Problem statement >> Please repeat the lines below, exactly and only, from the one that holds "Target: smooth grey bark" through the one that holds "[point] leaning trunk".

Task data >>
------------------------------

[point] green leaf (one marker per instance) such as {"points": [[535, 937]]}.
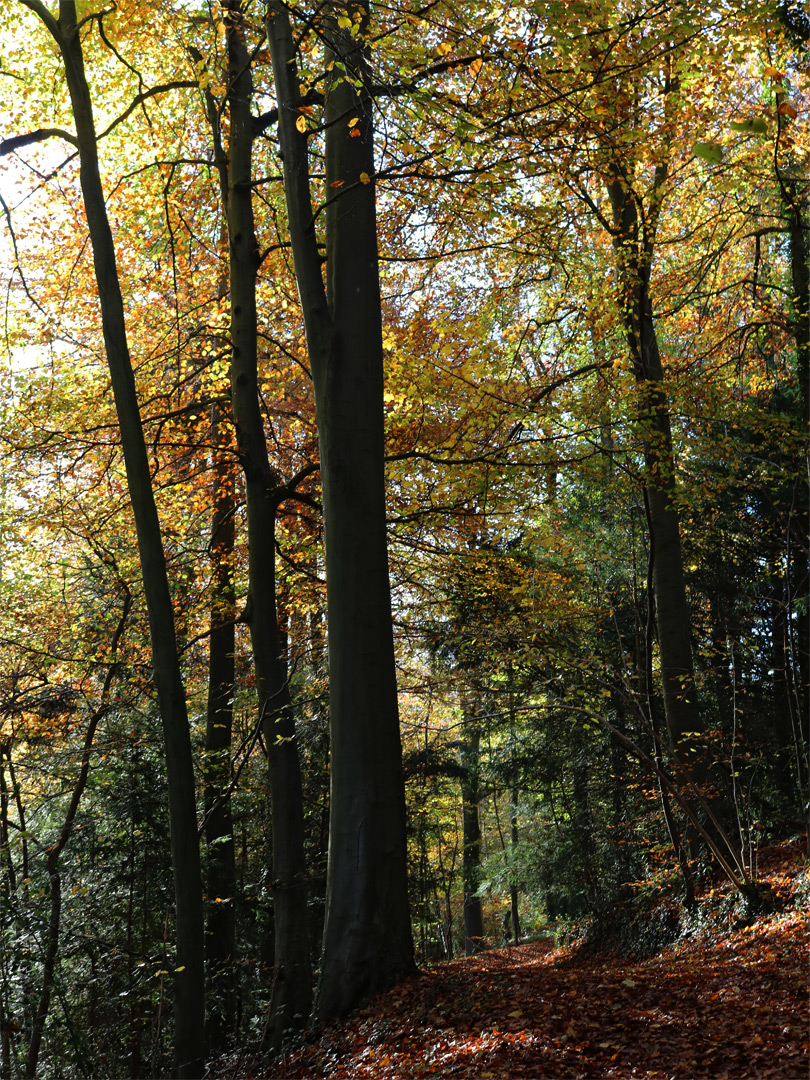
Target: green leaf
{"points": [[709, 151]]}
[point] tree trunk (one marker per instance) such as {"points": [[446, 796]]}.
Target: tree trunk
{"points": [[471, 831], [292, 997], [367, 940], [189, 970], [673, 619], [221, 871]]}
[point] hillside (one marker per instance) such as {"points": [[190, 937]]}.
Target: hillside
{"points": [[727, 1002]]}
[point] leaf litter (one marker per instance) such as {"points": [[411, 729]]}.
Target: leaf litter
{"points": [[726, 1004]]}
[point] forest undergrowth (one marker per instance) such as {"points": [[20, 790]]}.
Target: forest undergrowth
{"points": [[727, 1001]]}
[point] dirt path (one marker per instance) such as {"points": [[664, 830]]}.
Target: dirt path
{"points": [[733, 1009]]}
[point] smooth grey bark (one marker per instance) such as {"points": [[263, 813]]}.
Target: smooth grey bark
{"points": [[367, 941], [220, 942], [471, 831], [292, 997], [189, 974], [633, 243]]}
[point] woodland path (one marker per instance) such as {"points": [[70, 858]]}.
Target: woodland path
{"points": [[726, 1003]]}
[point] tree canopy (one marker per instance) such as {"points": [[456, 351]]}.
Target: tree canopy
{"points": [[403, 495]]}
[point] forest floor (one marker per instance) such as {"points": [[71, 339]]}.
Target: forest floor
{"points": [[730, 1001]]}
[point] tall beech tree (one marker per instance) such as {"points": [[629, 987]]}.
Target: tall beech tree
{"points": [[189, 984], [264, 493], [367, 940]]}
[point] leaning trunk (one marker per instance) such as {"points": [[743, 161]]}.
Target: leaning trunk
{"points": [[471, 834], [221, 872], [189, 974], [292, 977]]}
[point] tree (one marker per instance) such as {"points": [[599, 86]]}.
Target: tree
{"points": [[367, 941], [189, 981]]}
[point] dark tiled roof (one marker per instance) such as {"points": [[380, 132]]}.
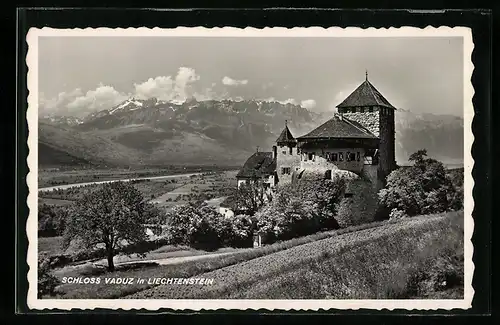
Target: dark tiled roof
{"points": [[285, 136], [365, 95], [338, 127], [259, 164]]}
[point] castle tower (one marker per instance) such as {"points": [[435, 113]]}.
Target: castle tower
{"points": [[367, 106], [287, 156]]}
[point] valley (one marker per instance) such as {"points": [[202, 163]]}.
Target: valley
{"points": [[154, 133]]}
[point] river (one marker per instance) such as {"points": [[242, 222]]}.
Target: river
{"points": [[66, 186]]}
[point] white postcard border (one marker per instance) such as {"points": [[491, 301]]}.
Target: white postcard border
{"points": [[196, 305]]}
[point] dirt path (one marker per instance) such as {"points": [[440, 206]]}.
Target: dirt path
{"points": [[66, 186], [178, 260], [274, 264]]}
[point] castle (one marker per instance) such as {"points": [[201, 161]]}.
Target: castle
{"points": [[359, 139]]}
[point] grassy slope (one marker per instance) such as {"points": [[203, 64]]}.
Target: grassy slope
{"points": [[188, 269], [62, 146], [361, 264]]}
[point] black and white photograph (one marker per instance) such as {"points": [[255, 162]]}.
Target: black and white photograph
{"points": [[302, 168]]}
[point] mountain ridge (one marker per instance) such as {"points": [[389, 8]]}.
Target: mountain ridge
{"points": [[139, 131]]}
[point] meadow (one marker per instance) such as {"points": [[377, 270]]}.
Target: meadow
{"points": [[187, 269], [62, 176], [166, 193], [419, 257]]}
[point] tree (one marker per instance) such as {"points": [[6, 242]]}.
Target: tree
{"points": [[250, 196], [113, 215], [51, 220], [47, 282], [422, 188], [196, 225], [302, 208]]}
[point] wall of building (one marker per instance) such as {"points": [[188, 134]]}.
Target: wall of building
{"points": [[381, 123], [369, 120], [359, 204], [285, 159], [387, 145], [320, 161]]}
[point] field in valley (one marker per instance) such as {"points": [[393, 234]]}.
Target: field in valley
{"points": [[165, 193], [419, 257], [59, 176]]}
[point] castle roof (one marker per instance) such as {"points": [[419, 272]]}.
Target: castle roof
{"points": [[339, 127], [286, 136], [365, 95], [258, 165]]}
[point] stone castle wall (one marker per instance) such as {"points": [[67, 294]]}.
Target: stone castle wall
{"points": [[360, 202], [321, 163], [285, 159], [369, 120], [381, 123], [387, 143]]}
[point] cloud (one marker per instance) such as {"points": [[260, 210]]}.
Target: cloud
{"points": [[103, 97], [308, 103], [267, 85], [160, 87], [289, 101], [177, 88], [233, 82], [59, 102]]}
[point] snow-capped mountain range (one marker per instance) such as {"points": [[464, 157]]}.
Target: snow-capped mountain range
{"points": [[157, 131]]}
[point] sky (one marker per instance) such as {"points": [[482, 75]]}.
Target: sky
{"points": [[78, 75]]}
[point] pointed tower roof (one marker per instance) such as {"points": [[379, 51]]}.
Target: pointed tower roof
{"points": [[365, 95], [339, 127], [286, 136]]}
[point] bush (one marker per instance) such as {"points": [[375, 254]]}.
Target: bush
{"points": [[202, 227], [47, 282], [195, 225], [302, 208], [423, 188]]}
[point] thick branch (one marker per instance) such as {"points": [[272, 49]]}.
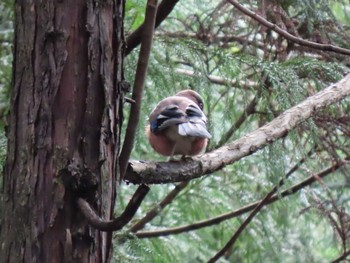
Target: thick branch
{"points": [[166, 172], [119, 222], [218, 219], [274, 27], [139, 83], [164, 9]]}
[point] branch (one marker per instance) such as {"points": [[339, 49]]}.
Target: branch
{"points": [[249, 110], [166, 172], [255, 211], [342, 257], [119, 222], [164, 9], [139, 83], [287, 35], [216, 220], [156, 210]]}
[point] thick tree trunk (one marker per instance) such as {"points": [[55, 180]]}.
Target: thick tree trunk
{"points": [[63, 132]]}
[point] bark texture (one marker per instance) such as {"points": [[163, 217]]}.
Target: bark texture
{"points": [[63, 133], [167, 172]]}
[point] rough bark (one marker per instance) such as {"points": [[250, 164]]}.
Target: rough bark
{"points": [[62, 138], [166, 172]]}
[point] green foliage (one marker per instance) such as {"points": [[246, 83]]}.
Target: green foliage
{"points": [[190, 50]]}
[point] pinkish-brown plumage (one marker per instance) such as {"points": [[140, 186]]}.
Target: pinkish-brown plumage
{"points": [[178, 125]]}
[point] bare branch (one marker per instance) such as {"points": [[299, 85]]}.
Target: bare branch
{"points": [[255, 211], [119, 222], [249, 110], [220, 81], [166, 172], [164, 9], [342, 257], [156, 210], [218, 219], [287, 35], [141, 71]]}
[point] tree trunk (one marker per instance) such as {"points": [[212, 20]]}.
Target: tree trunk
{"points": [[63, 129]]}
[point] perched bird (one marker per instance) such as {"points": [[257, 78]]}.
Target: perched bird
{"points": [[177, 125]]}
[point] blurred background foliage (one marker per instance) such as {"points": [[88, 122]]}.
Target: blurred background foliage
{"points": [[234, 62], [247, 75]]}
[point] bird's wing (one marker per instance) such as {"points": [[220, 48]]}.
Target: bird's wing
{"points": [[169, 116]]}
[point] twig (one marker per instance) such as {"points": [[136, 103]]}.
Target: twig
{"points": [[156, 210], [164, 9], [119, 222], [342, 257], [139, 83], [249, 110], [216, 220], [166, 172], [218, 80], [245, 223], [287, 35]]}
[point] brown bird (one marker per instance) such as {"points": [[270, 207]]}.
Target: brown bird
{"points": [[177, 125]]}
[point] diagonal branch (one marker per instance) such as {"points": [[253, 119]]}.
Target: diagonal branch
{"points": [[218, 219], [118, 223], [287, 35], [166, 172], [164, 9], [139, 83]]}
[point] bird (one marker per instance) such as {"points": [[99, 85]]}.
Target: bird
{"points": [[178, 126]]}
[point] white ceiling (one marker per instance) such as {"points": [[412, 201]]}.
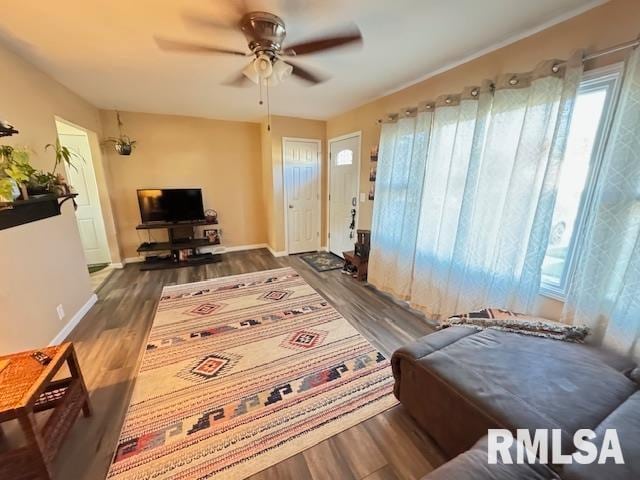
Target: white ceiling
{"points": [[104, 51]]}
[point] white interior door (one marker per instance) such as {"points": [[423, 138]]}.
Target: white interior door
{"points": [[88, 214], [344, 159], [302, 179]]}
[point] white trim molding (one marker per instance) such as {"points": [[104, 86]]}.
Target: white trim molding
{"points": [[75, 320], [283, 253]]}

------------------------------

Output for this task >>
Target: smooth grey bark
{"points": [[367, 941], [220, 942], [471, 831], [292, 997], [189, 974], [633, 243]]}
[point] woodland path (one marker per instance) such as {"points": [[70, 858]]}.
Target: woodland path
{"points": [[726, 1003]]}
[point] tree canopy (one marker per instance) such as {"points": [[456, 351]]}.
Target: tree canopy
{"points": [[403, 495]]}
[point] forest floor (one marker per instance) such as {"points": [[71, 339]]}.
Target: forest floor
{"points": [[730, 1001]]}
[point] tall beech tree (one marker per instance) such as {"points": [[629, 987]]}.
Target: tall beech tree
{"points": [[189, 984], [264, 493], [367, 940]]}
[point] leaning trunk (one marker per instance) such as {"points": [[743, 161]]}.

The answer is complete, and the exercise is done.